• **İstenen görev a**
Hrant Dink'in anıldığı aşağıdaki metinden "Ardından İHD Diyarbakır" ifadesinden "alınır ve tutuklanır." ifadesine kadar uzanan bölümü hiçbir değişiklik yapmadan yeniden verin.

• **Metinden alıntı**

Faili meçhul cinayetlerinden, zorla kaybetmelerden bahsederken yarın katledilişinin 18’ci yıl dönümü olan Hrant Dink’i anmak istiyoruz.  Hrant Dink, bu topraklarda geçmişle yüzleşmenin sağlanması için mücadele eden bir gazeteciydi, bir insan hakları savunucusuydu aynı zamanda derneğimizin üyesiydi. Yapmış olduğu çalışmalar nedeniyle uzun bir süre bizzat devlet görevlileri tarafından hedef gösterildi akabinde de bir tetikçi eliyle katledildi. (…) Hran Dink’i katledilişinin 18. yılında saygı ile anıyoruz. Bu ağır katliamın siyasi faillerinin ortaya çıkarılacağı güne kadar mücadelemiz sürecektir.”

Ardından İHD Diyarbakır Şubesi Yönetim Kurulu Üyesi Ali İhsan Demirtaş, İstanbul’da 19 Ocak 2007 tarihinde katledilen Hrant Dink’in hikayesini paylaştı. Demirtaş, “Hrant Dink, 1954 yılında Malatya’da dünyaya gelir. Hrant ve iki kardeşi Ermeni Protestan Kilisesi'nin çocuk yuvasında yatılı olarak yaşar. Liseyi bitirdikten sonra İstanbul Üniversitesinde Zooloji eğitimi alır. Bir süre sonra ilkokulda tanıştığı Silopi doğumlu, Ermeni Varto Aşireti'nden Rakel Yağbasan ile evlenen Hrant Dink'in üç çocuğu olur. Birlikte içinde yetiştikleri Tuzla Çocuk Kampı'nın yönetimini üstlenerek pek çok kimsesiz Ermeni çocuğuna sahip çıkarlar. Tuzla Kampı'na "Ermeni militan yetiştirildiği" suçlaması ile devlet tarafından el konması sonrasında, Dink, siyasal görüşleri nedeniyle de üç kez gözaltına alınır ve tutuklanır.

• **Verilen malzeme**
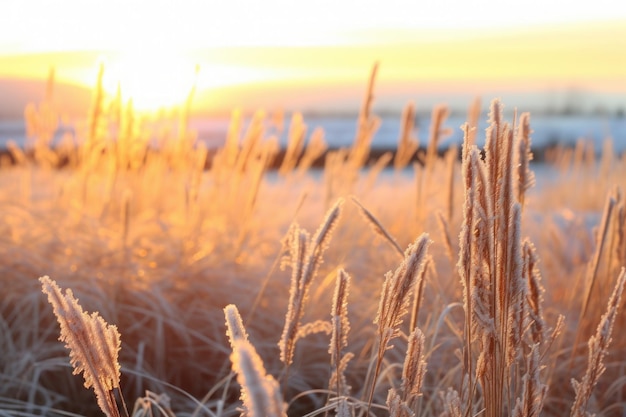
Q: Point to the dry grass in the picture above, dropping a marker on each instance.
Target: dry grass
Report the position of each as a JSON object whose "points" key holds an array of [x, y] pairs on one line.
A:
{"points": [[167, 251]]}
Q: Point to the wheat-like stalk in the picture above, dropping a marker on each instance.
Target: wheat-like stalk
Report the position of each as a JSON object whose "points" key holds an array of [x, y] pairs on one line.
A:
{"points": [[260, 392], [340, 326], [304, 257], [235, 329], [598, 346], [93, 345], [395, 299]]}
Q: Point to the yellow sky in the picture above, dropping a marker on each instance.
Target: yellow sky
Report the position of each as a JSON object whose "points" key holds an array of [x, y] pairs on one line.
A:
{"points": [[152, 47]]}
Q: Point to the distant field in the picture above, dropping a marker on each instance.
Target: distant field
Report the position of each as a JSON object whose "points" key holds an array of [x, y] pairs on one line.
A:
{"points": [[446, 284]]}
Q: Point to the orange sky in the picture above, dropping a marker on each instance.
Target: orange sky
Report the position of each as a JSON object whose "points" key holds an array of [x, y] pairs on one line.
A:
{"points": [[268, 52]]}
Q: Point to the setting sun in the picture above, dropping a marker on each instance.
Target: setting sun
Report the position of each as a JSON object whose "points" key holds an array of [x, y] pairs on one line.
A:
{"points": [[151, 79]]}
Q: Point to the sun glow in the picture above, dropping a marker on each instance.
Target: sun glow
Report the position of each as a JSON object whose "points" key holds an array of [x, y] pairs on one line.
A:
{"points": [[151, 79]]}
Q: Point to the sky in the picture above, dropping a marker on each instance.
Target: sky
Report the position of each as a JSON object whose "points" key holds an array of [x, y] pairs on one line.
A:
{"points": [[319, 53]]}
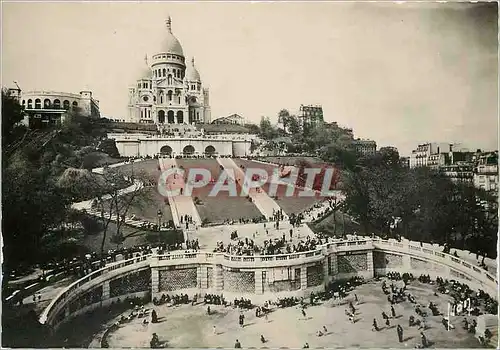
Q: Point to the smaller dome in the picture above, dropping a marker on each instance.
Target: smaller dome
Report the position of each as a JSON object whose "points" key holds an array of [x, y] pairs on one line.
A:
{"points": [[193, 74], [146, 71]]}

• **İstenen görev b**
Kayıtlarda "Q: Point to the orange" ifadesini içeren satırdan kayıtların sonuna kadar uzanan bölümü, her iki ucu da dahil ederek harfi harfine yazıya geçirin. Resimleri cevaba koymayın.

• **Alıştırma sonucu a**
Ardından İHD Diyarbakır Şubesi Yönetim Kurulu Üyesi Ali İhsan Demirtaş, İstanbul’da 19 Ocak 2007 tarihinde katledilen Hrant Dink’in hikayesini paylaştı. Demirtaş, “Hrant Dink, 1954 yılında Malatya’da dünyaya gelir. Hrant ve iki kardeşi Ermeni Protestan Kilisesi'nin çocuk yuvasında yatılı olarak yaşar. Liseyi bitirdikten sonra İstanbul Üniversitesinde Zooloji eğitimi alır. Bir süre sonra ilkokulda tanıştığı Silopi doğumlu, Ermeni Varto Aşireti'nden Rakel Yağbasan ile evlenen Hrant Dink'in üç çocuğu olur. Birlikte içinde yetiştikleri Tuzla Çocuk Kampı'nın yönetimini üstlenerek pek çok kimsesiz Ermeni çocuğuna sahip çıkarlar. Tuzla Kampı'na "Ermeni militan yetiştirildiği" suçlaması ile devlet tarafından el konması sonrasında, Dink, siyasal görüşleri nedeniyle de üç kez gözaltına alınır ve tutuklanır.

• **Alıştırma sonucu b**
Q: Point to the orange sky in the picture above, dropping a marker on each instance.
Target: orange sky
Report the position of each as a JSON object whose "points" key holds an array of [x, y] pairs on one line.
A:
{"points": [[268, 52]]}
Q: Point to the setting sun in the picture above, dropping a marker on each instance.
Target: setting sun
Report the position of each as a JSON object whose "points" key holds an array of [x, y] pairs on one line.
A:
{"points": [[151, 79]]}
Q: Point to the sun glow in the picture above, dropping a marker on each instance.
Target: sun glow
Report the position of each as a JSON object whose "points" key holds an array of [x, y] pairs on one line.
A:
{"points": [[151, 79]]}
Q: Point to the sky in the picture above, dropping a marker on each instance.
Target: sky
Report the position of each as a JSON object whose "points" key holds an array of [x, y] pairs on one line.
A:
{"points": [[319, 53]]}
Q: Point to the smaller dome in the picture above, dropping a marker on each instance.
Target: smaller dome
Report the position of each as a JSON object whose "points" key holds an array of [x, y] pairs on one line.
A:
{"points": [[193, 74], [146, 71]]}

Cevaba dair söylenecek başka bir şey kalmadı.